Lingkar.co – Sejumlah warga Desa Asempapan yang tergabung dalam Forum Masyarakat Asempapan Bersatu menggelar aksi sebagai bentuk kekecewaan terhadap sejumlah kebijakan Pemerintah Desa di Balai Desa setempat, Kamis (6/11/2025). Mereka menilai beberapa keputusan desa tidak berpihak kepada masyarakat, salah satunya terkait larangan pelaksanaan haul di makam Mbah Panggeng.
Warga menyebut, peraturan desa (Perdes) yang mengatur kegiatan tersebut dianggap membatasi tradisi keagamaan dan kearifan lokal yang telah berlangsung turun-temurun. Bahkan, kegiatan doa bersama seperti kataman di musala dikabarkan turut dibatasi.
“Kegiatan haul itu sudah menjadi tradisi kami. Tapi sekarang, ketika kami ingin doa bersama saja dilarang. Kataman di musala kok tidak boleh, itu bagaimana? Padahal musala adalah tempat kebaikan,” ujar, Koordinator Aksi, Bayu Irianto.
Selain soal tradisi haul, warga juga mempertanyakan transparansi penggunaan dana desa yang dinilai kurang terbuka. Mereka turut menyoroti dugaan pencemaran aliran limbah dari PG Trangkil yang disebut berdampak pada menurunnya hasil panen petani.

# Daftar Entri:
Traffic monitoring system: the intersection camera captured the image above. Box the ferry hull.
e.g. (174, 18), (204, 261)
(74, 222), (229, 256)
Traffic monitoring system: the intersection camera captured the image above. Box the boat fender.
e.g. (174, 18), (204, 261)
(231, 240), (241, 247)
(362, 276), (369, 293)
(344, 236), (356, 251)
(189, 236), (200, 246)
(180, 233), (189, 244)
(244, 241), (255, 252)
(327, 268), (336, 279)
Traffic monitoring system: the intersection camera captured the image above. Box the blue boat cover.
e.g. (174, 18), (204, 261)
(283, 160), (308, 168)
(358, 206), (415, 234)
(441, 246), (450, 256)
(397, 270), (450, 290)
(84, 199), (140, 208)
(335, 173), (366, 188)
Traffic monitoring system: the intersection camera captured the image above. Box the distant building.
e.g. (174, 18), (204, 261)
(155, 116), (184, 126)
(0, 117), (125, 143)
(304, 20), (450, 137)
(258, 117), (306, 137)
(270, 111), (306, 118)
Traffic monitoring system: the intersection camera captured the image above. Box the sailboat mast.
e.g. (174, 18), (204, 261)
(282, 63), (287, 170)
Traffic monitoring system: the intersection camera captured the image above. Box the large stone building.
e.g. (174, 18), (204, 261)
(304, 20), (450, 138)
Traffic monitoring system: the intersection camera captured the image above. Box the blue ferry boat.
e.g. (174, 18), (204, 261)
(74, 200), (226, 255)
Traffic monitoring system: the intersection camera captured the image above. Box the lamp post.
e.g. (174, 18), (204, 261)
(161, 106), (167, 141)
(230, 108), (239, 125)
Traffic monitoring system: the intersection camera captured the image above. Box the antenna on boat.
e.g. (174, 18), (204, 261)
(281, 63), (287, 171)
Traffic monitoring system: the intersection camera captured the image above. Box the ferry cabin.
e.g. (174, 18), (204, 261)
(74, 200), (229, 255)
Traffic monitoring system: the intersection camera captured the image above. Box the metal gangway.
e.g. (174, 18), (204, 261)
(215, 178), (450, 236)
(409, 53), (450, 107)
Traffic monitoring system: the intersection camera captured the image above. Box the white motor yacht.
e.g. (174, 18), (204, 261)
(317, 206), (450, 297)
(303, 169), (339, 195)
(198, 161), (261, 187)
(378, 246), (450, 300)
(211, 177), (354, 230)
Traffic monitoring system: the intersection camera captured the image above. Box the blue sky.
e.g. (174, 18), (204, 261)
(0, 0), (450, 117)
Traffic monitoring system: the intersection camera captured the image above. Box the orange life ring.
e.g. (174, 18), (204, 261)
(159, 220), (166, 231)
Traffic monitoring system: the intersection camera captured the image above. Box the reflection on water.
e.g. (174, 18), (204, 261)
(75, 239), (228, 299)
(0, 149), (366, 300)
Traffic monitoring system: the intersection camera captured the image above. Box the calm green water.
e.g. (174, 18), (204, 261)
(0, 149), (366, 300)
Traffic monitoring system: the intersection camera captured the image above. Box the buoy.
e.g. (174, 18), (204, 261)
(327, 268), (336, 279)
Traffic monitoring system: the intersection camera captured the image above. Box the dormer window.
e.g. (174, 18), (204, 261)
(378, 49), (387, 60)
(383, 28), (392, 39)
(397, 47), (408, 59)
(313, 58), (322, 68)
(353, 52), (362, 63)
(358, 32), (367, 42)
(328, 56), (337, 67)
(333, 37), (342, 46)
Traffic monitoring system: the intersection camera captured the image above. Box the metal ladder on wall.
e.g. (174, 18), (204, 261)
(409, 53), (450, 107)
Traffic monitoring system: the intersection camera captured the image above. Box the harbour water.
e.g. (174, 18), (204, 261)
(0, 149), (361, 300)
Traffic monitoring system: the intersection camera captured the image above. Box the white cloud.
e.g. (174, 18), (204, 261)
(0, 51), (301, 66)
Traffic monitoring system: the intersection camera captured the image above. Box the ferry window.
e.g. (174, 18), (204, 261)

# Latihan:
- 1) Dalam artikel tentang aksi warga Desa Asempapan, siapa koordinator aksinya?
- 2) Kutip dengan tepat bagian artikel di antara "Selain soal tradisi" dan "hasil panen petani.", termasuk kedua batas itu.
Entri di atas tidak berkaitan dengan artikel.

# Kunci Jawaban:
- 1) Bayu Irianto.

- 2)
Selain soal tradisi haul, warga juga mempertanyakan transparansi penggunaan dana desa yang dinilai kurang terbuka. Mereka turut menyoroti dugaan pencemaran aliran limbah dari PG Trangkil yang disebut berdampak pada menurunnya hasil panen petani.